SET PROBLEM: Reproduce every line of the data below, with each point coordinate multiplied by 0.85 and rounded to the nearest whole number, halves rounding up. Leave the pictures out of your answer.

THE INPUT:
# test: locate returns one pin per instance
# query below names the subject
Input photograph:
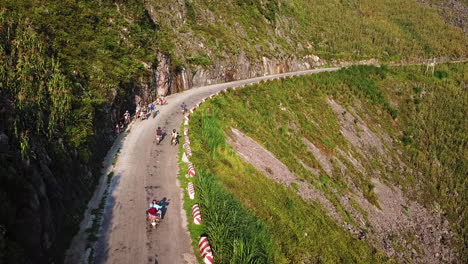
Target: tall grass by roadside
(421, 112)
(299, 230)
(236, 235)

EXERCISE RESPONSE:
# test: locate returns one pin per instance
# query below names the subject
Input photograph:
Target: tall grass by roadside
(358, 95)
(254, 196)
(201, 200)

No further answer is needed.